Start of WORKING DATA
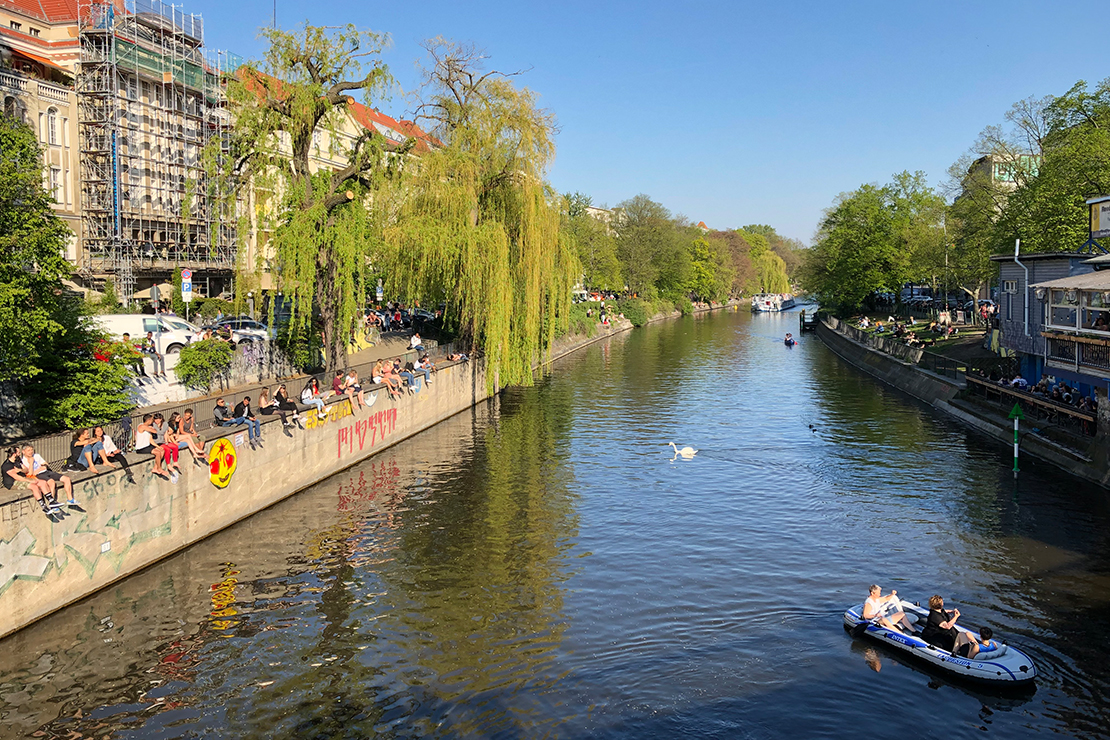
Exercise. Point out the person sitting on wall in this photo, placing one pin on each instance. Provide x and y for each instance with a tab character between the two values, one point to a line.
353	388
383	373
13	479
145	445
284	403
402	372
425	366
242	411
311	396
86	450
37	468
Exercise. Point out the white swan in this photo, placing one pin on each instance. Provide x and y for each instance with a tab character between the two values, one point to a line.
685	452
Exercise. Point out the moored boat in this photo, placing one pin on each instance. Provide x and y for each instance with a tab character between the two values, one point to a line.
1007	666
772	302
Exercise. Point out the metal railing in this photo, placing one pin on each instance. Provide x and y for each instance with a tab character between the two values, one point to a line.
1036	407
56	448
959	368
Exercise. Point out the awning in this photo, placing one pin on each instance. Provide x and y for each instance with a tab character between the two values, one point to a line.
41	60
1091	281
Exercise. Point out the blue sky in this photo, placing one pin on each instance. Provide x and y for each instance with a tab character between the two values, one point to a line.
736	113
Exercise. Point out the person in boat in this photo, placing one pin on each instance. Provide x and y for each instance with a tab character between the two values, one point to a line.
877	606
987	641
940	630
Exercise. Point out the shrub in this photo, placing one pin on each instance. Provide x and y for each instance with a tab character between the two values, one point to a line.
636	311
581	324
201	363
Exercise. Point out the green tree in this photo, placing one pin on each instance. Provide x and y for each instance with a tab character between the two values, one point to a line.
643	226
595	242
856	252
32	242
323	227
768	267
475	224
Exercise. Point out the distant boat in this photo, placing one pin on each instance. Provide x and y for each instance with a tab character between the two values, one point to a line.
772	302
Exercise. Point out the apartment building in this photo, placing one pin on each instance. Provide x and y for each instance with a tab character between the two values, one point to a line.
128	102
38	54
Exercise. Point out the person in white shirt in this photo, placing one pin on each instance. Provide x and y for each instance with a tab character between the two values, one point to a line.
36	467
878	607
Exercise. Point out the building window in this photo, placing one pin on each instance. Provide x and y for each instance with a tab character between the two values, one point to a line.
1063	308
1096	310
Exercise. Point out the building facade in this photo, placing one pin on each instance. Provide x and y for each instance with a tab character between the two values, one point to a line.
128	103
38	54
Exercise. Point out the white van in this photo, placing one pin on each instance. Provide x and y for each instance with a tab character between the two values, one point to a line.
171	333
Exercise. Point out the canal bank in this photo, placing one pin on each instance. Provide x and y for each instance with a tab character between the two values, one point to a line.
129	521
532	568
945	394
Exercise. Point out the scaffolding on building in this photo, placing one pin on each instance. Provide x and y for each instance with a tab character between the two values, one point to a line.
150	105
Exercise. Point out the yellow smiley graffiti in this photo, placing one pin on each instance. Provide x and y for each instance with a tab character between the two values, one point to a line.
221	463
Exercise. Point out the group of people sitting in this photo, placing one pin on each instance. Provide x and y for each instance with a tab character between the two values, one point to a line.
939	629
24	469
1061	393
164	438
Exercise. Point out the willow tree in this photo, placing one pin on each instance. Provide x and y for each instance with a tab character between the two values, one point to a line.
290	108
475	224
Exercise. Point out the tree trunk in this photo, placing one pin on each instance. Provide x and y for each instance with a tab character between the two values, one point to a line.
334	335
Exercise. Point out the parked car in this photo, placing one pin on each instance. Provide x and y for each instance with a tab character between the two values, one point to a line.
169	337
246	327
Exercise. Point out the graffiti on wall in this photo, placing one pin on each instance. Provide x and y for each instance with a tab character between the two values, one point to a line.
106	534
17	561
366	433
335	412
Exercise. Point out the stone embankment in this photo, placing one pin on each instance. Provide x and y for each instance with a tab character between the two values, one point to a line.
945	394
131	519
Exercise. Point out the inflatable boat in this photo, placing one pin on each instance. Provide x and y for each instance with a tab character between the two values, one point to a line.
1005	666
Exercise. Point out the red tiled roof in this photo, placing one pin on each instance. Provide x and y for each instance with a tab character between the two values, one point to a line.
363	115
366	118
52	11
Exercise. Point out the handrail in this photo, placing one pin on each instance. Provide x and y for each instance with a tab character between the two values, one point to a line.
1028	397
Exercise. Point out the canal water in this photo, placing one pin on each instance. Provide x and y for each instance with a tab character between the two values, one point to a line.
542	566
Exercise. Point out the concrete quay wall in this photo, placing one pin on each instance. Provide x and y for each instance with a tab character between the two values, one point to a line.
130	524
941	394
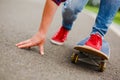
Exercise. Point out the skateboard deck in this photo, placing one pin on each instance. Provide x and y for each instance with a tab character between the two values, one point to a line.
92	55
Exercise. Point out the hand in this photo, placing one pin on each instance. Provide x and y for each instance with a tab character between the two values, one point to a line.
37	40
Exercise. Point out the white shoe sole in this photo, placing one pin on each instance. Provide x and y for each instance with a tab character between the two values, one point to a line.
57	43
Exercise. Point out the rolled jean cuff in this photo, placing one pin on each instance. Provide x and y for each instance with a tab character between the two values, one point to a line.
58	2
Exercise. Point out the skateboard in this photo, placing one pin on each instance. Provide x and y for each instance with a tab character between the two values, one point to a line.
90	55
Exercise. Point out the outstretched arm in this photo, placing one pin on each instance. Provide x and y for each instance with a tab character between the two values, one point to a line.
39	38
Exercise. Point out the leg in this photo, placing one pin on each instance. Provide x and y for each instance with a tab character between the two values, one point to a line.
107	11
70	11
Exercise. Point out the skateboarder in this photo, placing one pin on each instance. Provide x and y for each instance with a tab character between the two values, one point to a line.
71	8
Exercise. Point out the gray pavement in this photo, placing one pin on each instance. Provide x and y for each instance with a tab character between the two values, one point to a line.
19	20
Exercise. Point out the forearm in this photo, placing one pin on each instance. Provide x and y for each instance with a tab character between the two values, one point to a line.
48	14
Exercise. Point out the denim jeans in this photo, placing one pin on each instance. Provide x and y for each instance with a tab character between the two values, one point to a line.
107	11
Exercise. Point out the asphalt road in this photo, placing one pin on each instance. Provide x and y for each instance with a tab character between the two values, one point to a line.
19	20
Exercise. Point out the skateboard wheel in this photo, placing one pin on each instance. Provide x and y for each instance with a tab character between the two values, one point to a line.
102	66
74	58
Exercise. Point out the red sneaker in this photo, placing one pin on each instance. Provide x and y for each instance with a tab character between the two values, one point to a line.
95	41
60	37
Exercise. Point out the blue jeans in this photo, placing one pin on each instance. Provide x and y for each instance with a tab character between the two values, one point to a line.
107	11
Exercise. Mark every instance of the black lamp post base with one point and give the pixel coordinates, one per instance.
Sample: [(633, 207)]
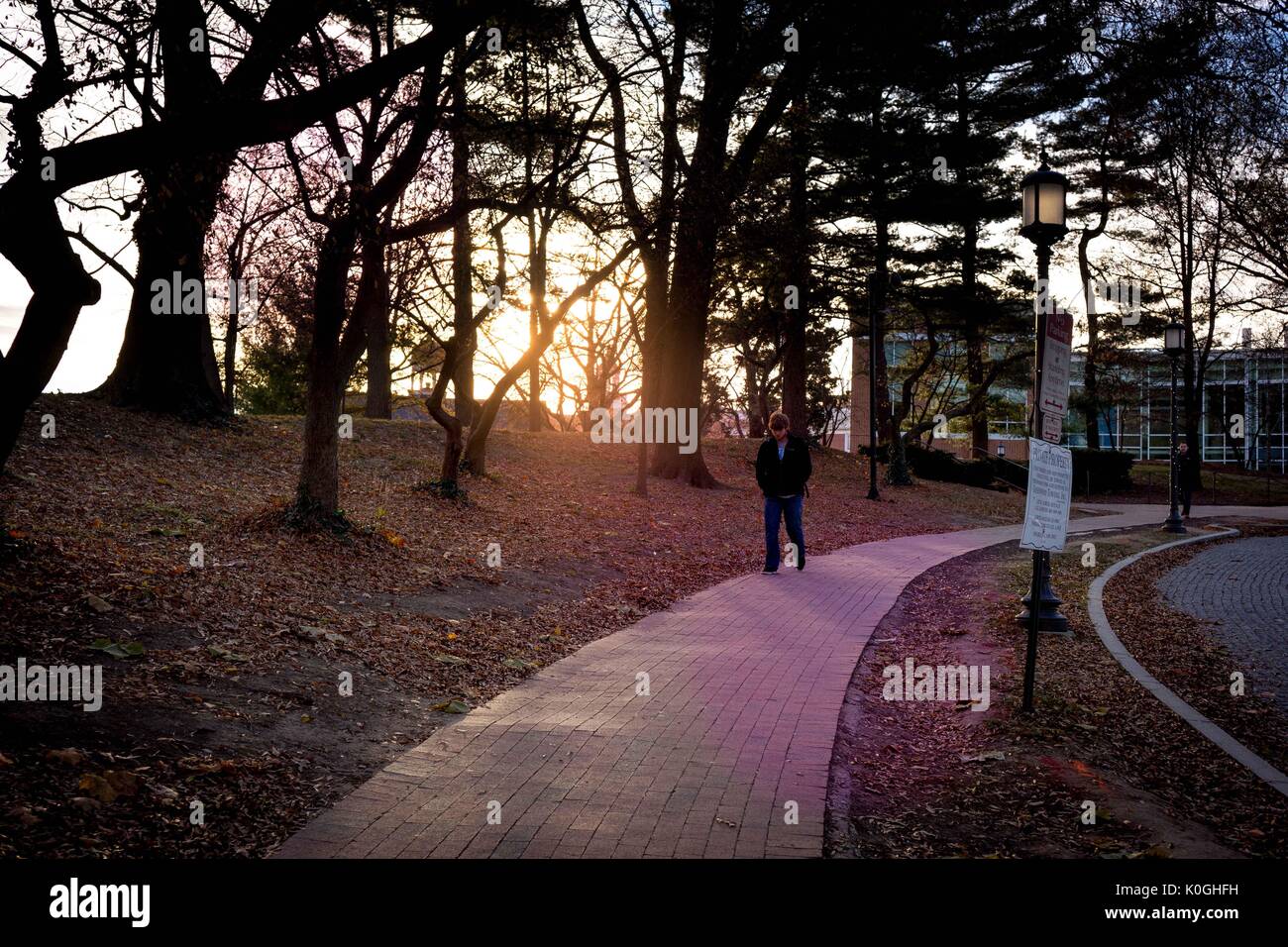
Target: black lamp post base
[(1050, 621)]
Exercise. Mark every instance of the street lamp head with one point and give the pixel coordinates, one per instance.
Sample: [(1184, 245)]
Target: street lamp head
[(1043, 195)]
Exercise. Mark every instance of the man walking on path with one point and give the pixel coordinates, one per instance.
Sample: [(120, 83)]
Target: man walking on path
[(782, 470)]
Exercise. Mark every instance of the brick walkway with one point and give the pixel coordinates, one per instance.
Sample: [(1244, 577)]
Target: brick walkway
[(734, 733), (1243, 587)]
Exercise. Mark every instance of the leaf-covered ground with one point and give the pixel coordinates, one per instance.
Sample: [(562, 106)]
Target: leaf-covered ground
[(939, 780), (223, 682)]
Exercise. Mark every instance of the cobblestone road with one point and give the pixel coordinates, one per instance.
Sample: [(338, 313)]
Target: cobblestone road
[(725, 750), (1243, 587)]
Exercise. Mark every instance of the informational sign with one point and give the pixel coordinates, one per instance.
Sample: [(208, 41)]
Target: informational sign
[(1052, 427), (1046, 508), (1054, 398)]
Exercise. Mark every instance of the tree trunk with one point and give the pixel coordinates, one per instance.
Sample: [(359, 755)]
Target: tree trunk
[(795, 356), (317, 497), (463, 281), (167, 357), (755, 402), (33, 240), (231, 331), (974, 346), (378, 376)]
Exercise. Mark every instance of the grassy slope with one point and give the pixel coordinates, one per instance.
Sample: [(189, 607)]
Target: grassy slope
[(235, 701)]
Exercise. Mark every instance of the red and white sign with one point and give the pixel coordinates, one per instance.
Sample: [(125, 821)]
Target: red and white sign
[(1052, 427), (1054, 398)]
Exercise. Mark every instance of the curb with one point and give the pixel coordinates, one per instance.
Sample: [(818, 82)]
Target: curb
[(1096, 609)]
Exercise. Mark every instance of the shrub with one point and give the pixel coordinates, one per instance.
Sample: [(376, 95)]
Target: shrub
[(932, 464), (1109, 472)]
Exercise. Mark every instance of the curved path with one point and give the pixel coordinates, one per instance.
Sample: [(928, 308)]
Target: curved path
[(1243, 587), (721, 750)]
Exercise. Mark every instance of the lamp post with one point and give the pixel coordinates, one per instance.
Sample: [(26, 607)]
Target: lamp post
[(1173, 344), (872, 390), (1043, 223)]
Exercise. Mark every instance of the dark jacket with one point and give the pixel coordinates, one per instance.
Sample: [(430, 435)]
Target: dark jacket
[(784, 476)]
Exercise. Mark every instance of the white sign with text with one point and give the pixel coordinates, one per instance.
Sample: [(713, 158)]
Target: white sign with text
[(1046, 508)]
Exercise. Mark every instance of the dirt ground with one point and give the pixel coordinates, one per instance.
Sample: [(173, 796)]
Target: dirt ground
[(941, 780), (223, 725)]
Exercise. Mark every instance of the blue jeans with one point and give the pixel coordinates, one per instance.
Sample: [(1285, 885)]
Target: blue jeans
End of WORKING DATA
TASK OBJECTIVE: Beginning at the line containing "Exercise. Mark every instance of the red", output exactly each line up to and including the last line of the material above.

EXERCISE RESULT:
Exercise. Mark every instance of the red and white sign with one point and give the pixel coordinates, one per instance.
Sample: [(125, 821)]
Target: red and white sign
[(1052, 427), (1054, 398)]
Exercise. Mark every instance of the curb with one point and give the pixel coordinates, one per instance.
Sample: [(818, 82)]
Target: curb
[(1096, 609)]
Exercise. Mark every instance of the shrub with one point and give the pixel coordinates, one per instance.
Sample: [(376, 95)]
Target: shrub
[(932, 464), (1109, 472)]
Exercise. Mark every instance of the curved path with one point and give the pixel coordinates, one per instance.
Sample: [(928, 308)]
Target: curved path
[(1243, 587), (721, 750)]
Exercise. Mark every instance of the lamp post with one point and give the pixel coordinates, one per instance.
Sample: [(26, 607)]
Target: lamp post
[(1173, 344), (872, 390), (1043, 223)]
Exercise. Mark every instance of the dark jacket with one point and give the pixel coordinates, one per instance.
Sample: [(430, 435)]
Target: dark jacket
[(784, 476)]
Exercise. Mark every instance of the white sign with text with one point and give the pixel coordinates, one per instance.
Sample: [(713, 158)]
Target: white sign with text
[(1046, 508)]
Exercise. Mark every instance of the dirt ground with one point and give the pixel coordinates, one per instance.
Sample: [(173, 796)]
Target: dirt ground
[(941, 780), (223, 725)]
Exercise. Mark every instance of the blue jeans with one point and give the pixel coordinates, one per instance.
Sample: [(1285, 885)]
Target: blue jeans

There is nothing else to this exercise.